> WORK INSTRUCTION
Lines with "photo": copy each one from the listing below.

> SUPPLIED RECORDS
•••••

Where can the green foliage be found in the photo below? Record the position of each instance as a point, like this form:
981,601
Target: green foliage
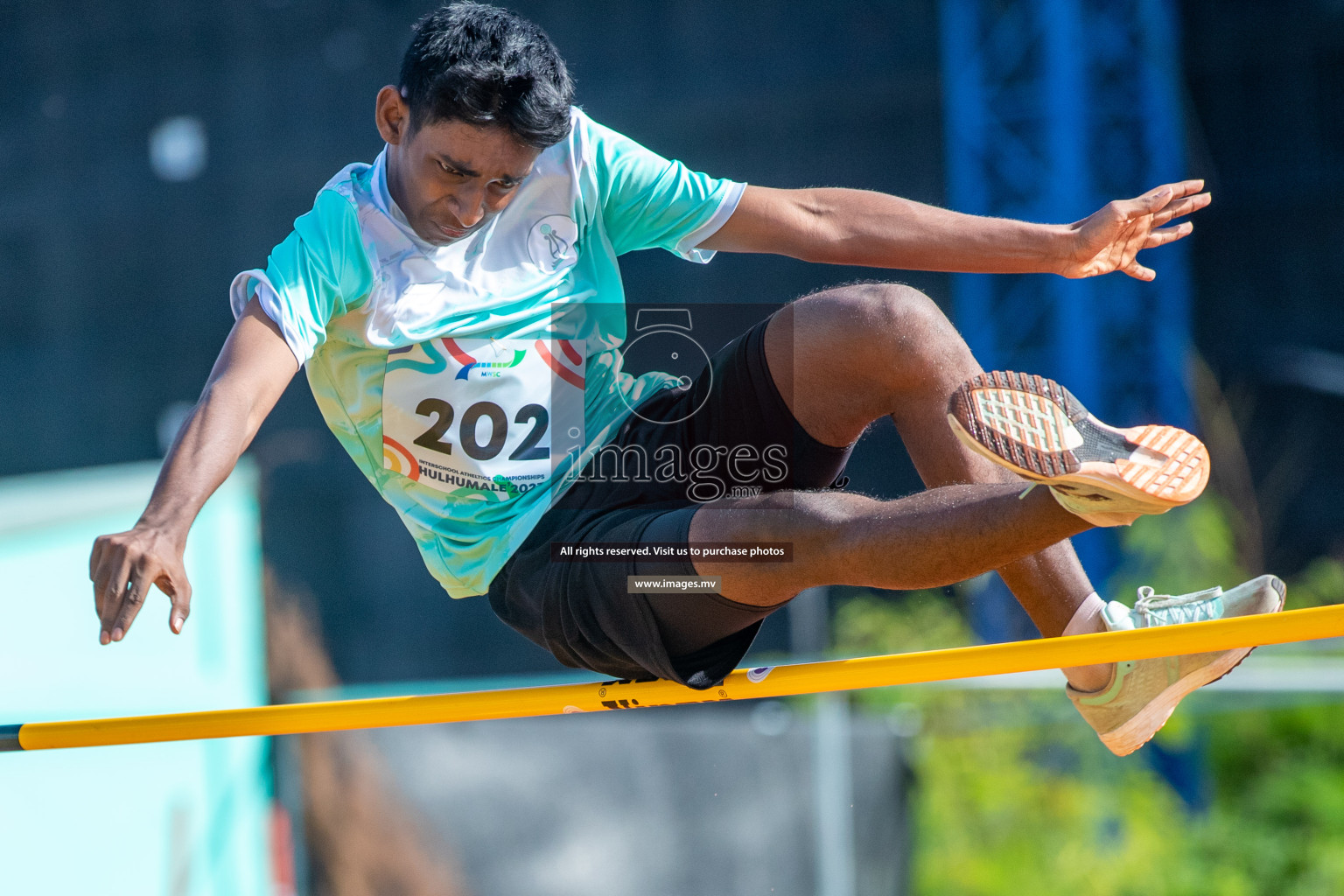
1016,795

•••••

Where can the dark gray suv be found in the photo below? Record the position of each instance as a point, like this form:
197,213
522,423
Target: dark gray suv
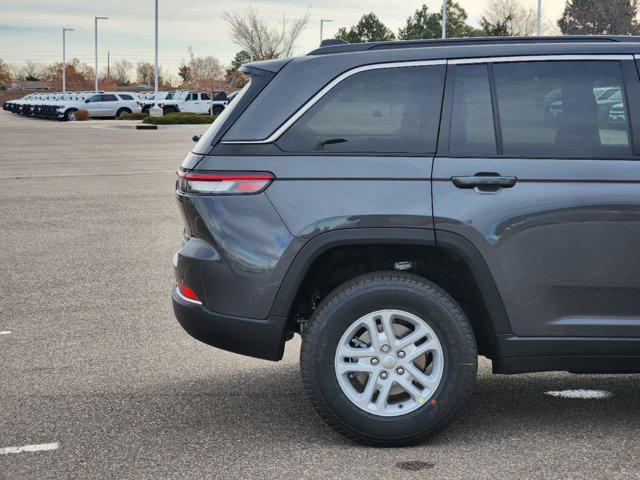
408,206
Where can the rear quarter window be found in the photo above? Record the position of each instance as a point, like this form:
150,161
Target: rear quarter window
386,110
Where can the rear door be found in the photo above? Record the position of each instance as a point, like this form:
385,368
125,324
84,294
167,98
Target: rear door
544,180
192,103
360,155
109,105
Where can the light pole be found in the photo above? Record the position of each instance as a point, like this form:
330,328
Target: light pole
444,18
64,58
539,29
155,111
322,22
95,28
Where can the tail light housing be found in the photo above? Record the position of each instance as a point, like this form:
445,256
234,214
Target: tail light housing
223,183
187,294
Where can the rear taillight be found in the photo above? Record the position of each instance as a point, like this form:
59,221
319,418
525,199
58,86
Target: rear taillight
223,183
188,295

•••••

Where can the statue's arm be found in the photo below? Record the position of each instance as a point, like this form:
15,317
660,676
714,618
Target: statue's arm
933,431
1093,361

•••••

> TASK OUTPUT
Where can the green foliage be found in the photo below? Record the position of each instance as a point, like this form:
Where can the dark gray suv be found in the photo below? Record the position of each instance as a point, like this form:
Where can the rear quarter window be found in the photo above? Record the position of each instance as a point, like this form:
Where can the rear door be found in the photo above? Record the position of each instance as a point, like this form:
Where can the light pole be found in the photo above? Record the position of each instance as a point, like this form:
Where can the tail light housing be found in the photo above? Record the position of each instance as a point, like this form:
Where can the rear taillight be found in the photo above? Record the position of each instance as a point, like this form:
Where can the statue's arm be found in the photo below? Record the position of each instance as a point, like this form:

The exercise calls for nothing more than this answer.